GIVEN INSTRUCTION ::
Rewrite the saved entries below as a numbered list, dropping any blank lines.

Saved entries

"""

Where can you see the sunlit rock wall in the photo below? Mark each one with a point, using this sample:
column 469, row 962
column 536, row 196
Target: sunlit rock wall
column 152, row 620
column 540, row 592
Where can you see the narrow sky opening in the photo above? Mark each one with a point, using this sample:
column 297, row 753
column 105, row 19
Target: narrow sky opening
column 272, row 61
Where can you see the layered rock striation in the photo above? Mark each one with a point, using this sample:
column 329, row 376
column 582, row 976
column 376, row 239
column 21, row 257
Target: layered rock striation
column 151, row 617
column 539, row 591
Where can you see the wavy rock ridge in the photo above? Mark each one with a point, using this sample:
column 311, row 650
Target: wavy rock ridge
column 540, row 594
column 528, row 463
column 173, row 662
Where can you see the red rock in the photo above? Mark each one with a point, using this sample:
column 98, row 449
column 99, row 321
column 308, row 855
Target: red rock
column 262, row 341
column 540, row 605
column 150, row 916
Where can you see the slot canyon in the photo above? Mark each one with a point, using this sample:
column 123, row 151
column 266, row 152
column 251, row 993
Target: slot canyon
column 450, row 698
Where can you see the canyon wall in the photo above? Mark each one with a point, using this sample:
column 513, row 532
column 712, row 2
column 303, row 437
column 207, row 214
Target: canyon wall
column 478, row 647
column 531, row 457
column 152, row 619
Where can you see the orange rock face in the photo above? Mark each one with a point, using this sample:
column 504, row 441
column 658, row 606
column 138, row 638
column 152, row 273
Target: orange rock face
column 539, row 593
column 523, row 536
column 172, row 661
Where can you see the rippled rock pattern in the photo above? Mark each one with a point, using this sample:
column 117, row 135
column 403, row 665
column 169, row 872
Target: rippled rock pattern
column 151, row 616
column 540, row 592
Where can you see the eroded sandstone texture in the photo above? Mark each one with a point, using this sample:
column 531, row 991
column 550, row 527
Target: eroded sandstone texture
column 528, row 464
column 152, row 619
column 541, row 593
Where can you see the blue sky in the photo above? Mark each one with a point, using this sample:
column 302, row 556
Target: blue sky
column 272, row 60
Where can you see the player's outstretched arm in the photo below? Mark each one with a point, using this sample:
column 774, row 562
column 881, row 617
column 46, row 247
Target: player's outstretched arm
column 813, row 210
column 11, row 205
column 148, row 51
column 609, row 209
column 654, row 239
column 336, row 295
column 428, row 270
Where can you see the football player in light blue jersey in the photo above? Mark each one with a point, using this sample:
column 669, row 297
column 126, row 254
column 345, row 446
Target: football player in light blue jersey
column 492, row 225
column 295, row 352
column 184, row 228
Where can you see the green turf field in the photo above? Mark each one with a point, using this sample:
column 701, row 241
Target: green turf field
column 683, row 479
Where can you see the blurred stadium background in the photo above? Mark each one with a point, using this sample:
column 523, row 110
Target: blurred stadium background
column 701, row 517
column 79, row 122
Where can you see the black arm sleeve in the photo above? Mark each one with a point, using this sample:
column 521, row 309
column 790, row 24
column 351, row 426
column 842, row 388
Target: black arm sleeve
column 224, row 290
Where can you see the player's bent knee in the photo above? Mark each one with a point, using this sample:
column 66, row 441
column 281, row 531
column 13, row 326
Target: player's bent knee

"""

ANSWER TO THIS TASK ::
1. Where can you see the sunlit rock wall in the photo below? Mark each one with a point, using this sample:
2. column 469, row 962
3. column 536, row 196
4. Target: sunlit rock wall
5. column 152, row 620
6. column 540, row 592
7. Where can you see the narrow sky opening in the photo above? Mark each one with a point, using this sample:
8. column 297, row 753
9. column 105, row 19
10. Target: narrow sky opening
11. column 272, row 61
12. Where can you see the layered rock striation in the photo above? Mark each one with a point, using this sample:
13. column 329, row 376
14. column 582, row 976
15. column 376, row 239
16. column 21, row 257
17. Target: layered rock striation
18. column 151, row 617
19. column 539, row 591
20. Where can you see the wavy rock ridge in the photo above? Mark each one with a point, using this sample:
21. column 311, row 650
22. Target: wavy rock ridge
23. column 540, row 594
24. column 528, row 463
25. column 173, row 662
26. Where can you see the red rock in the photo above? Mark each one with a point, using this sample:
27. column 98, row 449
28. column 99, row 321
29. column 308, row 855
30. Target: red rock
31. column 262, row 341
32. column 540, row 605
33. column 150, row 916
34. Where can you see the slot canyon in the photo above? Mark each one with a point, using this sample:
35. column 123, row 151
36. column 266, row 152
37. column 251, row 993
38. Target: slot canyon
39. column 450, row 698
40. Where can you see the canyon wall in the photo above? Mark each one with a point, using this sample:
41. column 513, row 532
42. column 712, row 2
43. column 303, row 437
44. column 207, row 214
45. Target: canyon wall
46. column 478, row 647
47. column 531, row 457
48. column 152, row 619
49. Where can you see the orange rock face in the photo above? Mark each one with a point, using this sample:
50. column 504, row 441
51. column 658, row 606
52. column 138, row 638
53. column 152, row 273
54. Target: orange rock face
55. column 539, row 593
56. column 523, row 536
57. column 172, row 661
58. Where can you see the rippled rock pattern in the photo above? Mark each one with a point, using this sample:
59. column 117, row 135
60. column 403, row 665
61. column 169, row 872
62. Target: rippled rock pattern
63. column 151, row 616
64. column 540, row 592
65. Where can you see the eroded sandstone texture in the photo above? Mark each one with a point, using this sample:
66. column 531, row 991
67. column 550, row 527
68. Target: eroded sandstone texture
69. column 528, row 464
70. column 152, row 619
71. column 541, row 593
72. Where can you see the blue sky in the photo above? Mark each one with a point, using this sample:
73. column 302, row 556
74. Target: blue sky
75. column 272, row 60
76. Where can you see the player's outstretched arm in the photo below? Mark each one with a point, using this sample:
77. column 774, row 562
78. column 881, row 617
79. column 46, row 247
80. Target: player's outstretched arm
81. column 813, row 210
82. column 11, row 205
83. column 148, row 51
84. column 609, row 209
85. column 654, row 239
86. column 336, row 295
87. column 428, row 270
88. Where can you see the football player in light blue jersey in the photo above? Mark each one with a point, using this sample:
89. column 669, row 297
90. column 126, row 254
91. column 345, row 446
92. Target: football player in light blue jersey
93. column 492, row 225
94. column 295, row 352
95. column 184, row 228
96. Where can you see the green turf field in the photo above? Mark each one with a point, using this sample:
97. column 701, row 241
98. Target: green turf field
99. column 683, row 479
100. Where can you see the blurred stadium background in the photo above? Mark each one with a point, using this sample:
101. column 523, row 110
102. Target: blurred stadium background
103. column 701, row 517
104. column 79, row 122
105. Where can you see the black arm sleeve in the photo above? Mark each one with a point, using this sample:
106. column 521, row 309
107. column 790, row 24
108. column 351, row 426
109. column 842, row 388
110. Target: black arm sleeve
111. column 224, row 290
112. Where can you see the player's bent knee in the photo above? Mark each one with a point, using this sample:
113. column 66, row 441
114. column 281, row 531
115. column 13, row 326
116. Target: player's bent knee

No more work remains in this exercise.